Data records ::
==================================================
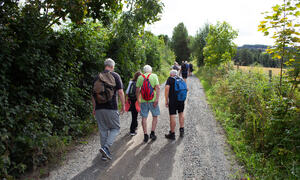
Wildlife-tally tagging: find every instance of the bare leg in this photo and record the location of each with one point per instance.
(154, 122)
(144, 124)
(181, 119)
(172, 123)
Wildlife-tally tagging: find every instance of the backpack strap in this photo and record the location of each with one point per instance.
(148, 76)
(145, 76)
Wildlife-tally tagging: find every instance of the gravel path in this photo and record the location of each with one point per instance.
(199, 155)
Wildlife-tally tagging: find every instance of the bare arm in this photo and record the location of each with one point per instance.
(157, 88)
(167, 90)
(122, 99)
(138, 94)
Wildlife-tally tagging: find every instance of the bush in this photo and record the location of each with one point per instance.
(46, 84)
(262, 125)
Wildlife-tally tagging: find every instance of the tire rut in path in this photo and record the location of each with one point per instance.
(199, 155)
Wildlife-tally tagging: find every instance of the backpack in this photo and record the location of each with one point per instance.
(180, 89)
(132, 91)
(183, 67)
(104, 87)
(147, 90)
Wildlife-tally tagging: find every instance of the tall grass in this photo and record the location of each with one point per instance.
(262, 126)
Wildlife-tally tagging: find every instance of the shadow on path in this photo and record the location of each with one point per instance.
(160, 165)
(100, 166)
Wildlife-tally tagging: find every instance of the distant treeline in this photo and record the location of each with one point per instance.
(254, 55)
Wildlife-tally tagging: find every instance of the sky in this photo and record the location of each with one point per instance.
(242, 15)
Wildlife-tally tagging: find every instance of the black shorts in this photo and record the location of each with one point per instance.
(174, 107)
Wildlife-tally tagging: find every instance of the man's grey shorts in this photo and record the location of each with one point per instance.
(108, 119)
(146, 107)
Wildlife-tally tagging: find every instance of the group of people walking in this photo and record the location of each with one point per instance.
(142, 96)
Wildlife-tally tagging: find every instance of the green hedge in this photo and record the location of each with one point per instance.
(262, 125)
(46, 79)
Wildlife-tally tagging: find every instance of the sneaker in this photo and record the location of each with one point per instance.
(104, 158)
(181, 130)
(170, 135)
(146, 138)
(105, 152)
(152, 136)
(133, 133)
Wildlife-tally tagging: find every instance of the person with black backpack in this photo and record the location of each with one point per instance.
(107, 87)
(131, 97)
(184, 70)
(175, 96)
(147, 86)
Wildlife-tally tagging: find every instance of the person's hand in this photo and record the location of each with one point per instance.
(155, 103)
(122, 110)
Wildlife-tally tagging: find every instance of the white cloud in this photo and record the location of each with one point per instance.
(243, 15)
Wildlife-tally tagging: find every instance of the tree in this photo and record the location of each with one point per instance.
(220, 47)
(199, 44)
(180, 43)
(283, 24)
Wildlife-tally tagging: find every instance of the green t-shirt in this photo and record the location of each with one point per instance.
(153, 81)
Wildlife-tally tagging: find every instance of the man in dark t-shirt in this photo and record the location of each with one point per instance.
(107, 114)
(184, 70)
(174, 106)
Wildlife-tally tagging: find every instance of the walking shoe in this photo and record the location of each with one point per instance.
(152, 136)
(170, 135)
(104, 158)
(181, 130)
(146, 138)
(133, 133)
(105, 152)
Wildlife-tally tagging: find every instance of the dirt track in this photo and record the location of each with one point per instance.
(199, 155)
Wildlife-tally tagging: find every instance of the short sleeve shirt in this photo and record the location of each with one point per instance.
(113, 104)
(172, 93)
(153, 81)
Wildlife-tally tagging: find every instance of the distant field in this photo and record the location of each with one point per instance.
(275, 71)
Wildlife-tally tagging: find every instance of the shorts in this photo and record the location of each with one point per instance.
(184, 75)
(146, 107)
(174, 107)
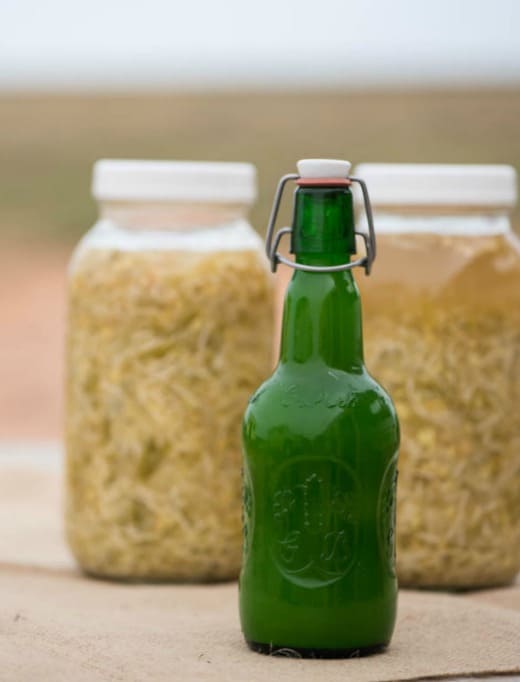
==================================================
Return the entries above exactly and in full; do not include images.

Response to the task ::
Wildlife-tally tagging: find every instance of the bare leg in this photo and record the location of each with one point per instance.
(154, 122)
(144, 124)
(181, 119)
(172, 123)
Wildlife-tally tagging: find every instance of the backpack strap in this photo and record the location of each with one point per instance.
(148, 76)
(145, 76)
Wildlife-tally tagging: find every instance of the gravel path in this photo and record the location of each with one point per instance.
(199, 155)
Wildlife-tally tagging: find every instance of the bare arm in this photo and record the location of each with one point per instance.
(157, 88)
(167, 90)
(122, 99)
(138, 94)
Wildlife-tally tagging: find every instance of the bush in this photo and record the location of each with one point per instance.
(46, 84)
(262, 125)
Wildlife-tally tagging: find every instance of the tire rut in path in this photo and record the location of each with one point per instance.
(199, 155)
Wildlife-tally tagging: find every instance of the backpack in this photo and record the location of each with one point per instance.
(180, 89)
(132, 91)
(183, 67)
(104, 87)
(147, 90)
Wildlife-tally tagging: find every instance of the tall grass in this photo and record the location of each with one point per instance.
(262, 126)
Wildlife-tally tagging: find every instance of the shadow on path in this photo and record the location of each with one point per instance.
(160, 165)
(100, 166)
Wildlife-tally tagging: find every instance of the distant treeline in this photo and record the location of each with one point per instance.
(254, 55)
Wildlife-tally tagging: find every instance of the sky in this photo and record the location of each with one point per instance.
(242, 15)
Wildlife-tally tagging: find every instance of the black shorts in this photo and record the location of each with one point per instance.
(174, 107)
Wildlife-tally tagging: find every instance of the man's grey shorts in this photo and record the location of each with one point per instance.
(108, 119)
(146, 107)
Wildlife-tally tagging: find every instance of the group of people walking in this photo and record the location of each with one point per instance.
(142, 96)
Wildlife-tally tagging: find every instance of the green hedge in this photo and record the location of each with one point per instance.
(262, 125)
(46, 79)
Wildlife-tally tagging: find every instance of the sneaker in this photo and record the location of each with one point per instance.
(104, 158)
(181, 130)
(170, 135)
(146, 138)
(105, 152)
(152, 136)
(133, 133)
Wildlife-tally tagging: find every instance of the person with black backpack in this photo and record the location of each with one point per instance.
(107, 87)
(131, 97)
(184, 70)
(175, 96)
(147, 86)
Wildlife-tally tagging: find every instance of the person's hand in this photo and record the location of each with one point per instance.
(155, 103)
(122, 110)
Wildlife-tally tagging: find every instance of the white cloud in this photo and record the location of each with one point per instance.
(243, 15)
Wildlife-tally tagging: find every instance of the tree in this photo and record the location of each with one point per instance.
(220, 47)
(199, 44)
(180, 43)
(283, 24)
Wildlife-tally tagging: find every instance of the green t-shirt in this photo and record the location of each with one point per instance.
(153, 81)
Wildlife-tally tagging: find every instance of the man in dark t-shirt in this photo and record the location of each with one point per instance.
(107, 114)
(184, 70)
(174, 106)
Wildlife-tally tagging: find every instance of the walking shoe in this photo and record the location of each with one point per instance.
(152, 136)
(170, 135)
(104, 158)
(181, 130)
(146, 138)
(133, 133)
(105, 152)
Wildlife-tally tagging: find every instance of the dirt track in this photo and record the location of each with one point per instance.
(199, 155)
Wildlife-tally tagging: find every instance of the short sleeve shirt in this photo and record the location of each with one point per instance.
(113, 104)
(172, 93)
(153, 81)
Wildlife-tally tagging: find every instance of the distant field in this photo and record the location of each with one point per instance.
(275, 71)
Wildlife-tally tagging: find every instance of the shorts in this photo and record the location of each with one point per instance.
(184, 75)
(146, 107)
(174, 107)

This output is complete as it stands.